◆ **Written exercise**: Your job is to restate each entry word for word.

◆ **Supplied material**:
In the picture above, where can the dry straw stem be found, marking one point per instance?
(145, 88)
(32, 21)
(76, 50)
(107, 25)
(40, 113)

◆ **Solution for this problem**:
In the picture above, where can the dry straw stem be found, marking one point per instance?
(145, 88)
(32, 21)
(76, 50)
(107, 25)
(40, 113)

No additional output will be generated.